* **INSTRUCTIONS FOR THE TASK**:
Please copy out all of the following material with every "navy" changed to "dark blue" and everything else left as it is. Leave out the pictures.

— start —

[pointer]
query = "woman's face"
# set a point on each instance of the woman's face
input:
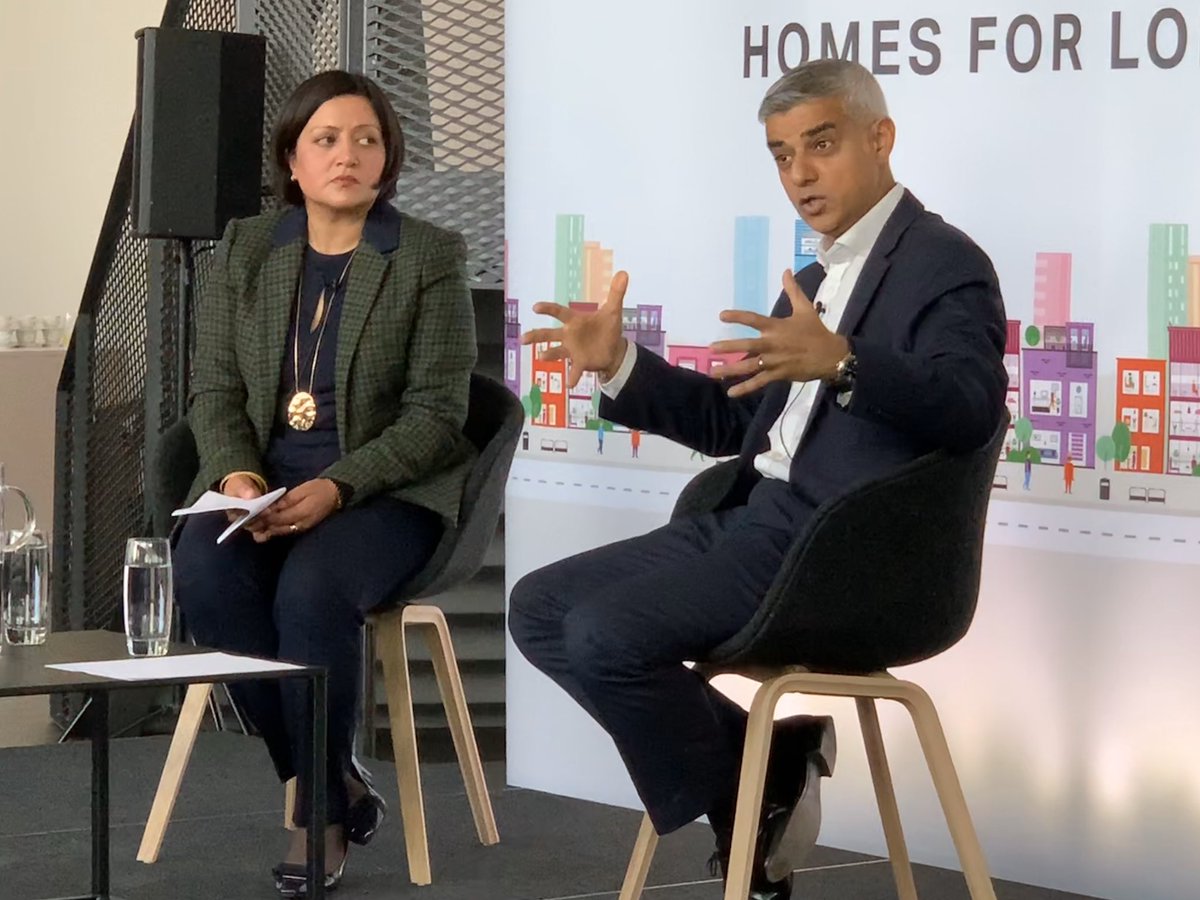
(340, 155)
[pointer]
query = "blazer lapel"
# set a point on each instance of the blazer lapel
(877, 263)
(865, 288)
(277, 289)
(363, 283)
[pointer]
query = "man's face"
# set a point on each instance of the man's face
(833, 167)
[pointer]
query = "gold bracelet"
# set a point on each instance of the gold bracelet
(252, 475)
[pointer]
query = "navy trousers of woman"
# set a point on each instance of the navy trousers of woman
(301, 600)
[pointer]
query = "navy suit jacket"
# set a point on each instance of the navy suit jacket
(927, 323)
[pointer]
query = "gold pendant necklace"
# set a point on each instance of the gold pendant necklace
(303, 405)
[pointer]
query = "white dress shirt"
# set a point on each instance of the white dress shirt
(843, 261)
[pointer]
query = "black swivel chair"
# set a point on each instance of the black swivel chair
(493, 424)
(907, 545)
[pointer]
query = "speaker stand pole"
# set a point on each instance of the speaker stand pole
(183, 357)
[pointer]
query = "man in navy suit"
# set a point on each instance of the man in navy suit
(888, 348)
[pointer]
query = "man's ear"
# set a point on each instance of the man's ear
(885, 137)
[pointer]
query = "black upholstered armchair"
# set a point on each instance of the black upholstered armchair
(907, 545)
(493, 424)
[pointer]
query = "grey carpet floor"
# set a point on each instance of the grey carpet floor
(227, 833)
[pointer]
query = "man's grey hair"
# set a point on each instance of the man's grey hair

— end —

* **ANSWER IN FULL**:
[pointer]
query = "woman's face"
# set a point on each instance of the woman's face
input:
(340, 155)
[pointer]
query = "blazer lapel"
# set a point on each instance of the blazer lapel
(877, 263)
(865, 288)
(277, 289)
(363, 283)
[pointer]
query = "man's face"
# set a point on each instance of the man's face
(833, 167)
[pointer]
query = "gold bracelet"
# set a point on each instance of the gold bracelet
(252, 475)
[pointer]
query = "dark blue trousers of woman"
# set a point on each instance of the dark blue trousers of woman
(301, 600)
[pointer]
query = "dark blue suit jacket"
# set a point on each instance of the dark blue suit jacket
(927, 323)
[pointer]
query = "gold pendant necklace"
# set a point on each instance of the gold pendant necklace
(303, 405)
[pointer]
query = "white dress shirt"
# set a point on each instance of the white dress shirt
(843, 261)
[pointer]
query = "black swivel chair"
# set a point on each instance of the black swivel chair
(493, 424)
(907, 545)
[pointer]
query = "speaker stand pole"
# set a point on each instance of the speaker stand pole
(183, 357)
[pointer]
query = "man in dark blue suit"
# set a point on each instance of the man in dark blue suit
(888, 348)
[pointer]
query = "man's ear"
# set a point on each instance of the man's ear
(885, 137)
[pointer]
query = "black upholstered armchair"
# set a point on each instance of the black upholstered armchair
(907, 545)
(493, 424)
[pointer]
query = "grey carpet floor"
# set a point on each instance of the grey carpet floor
(227, 833)
[pointer]
query = "man's grey hair"
# set a point on each instance of the man's grey hair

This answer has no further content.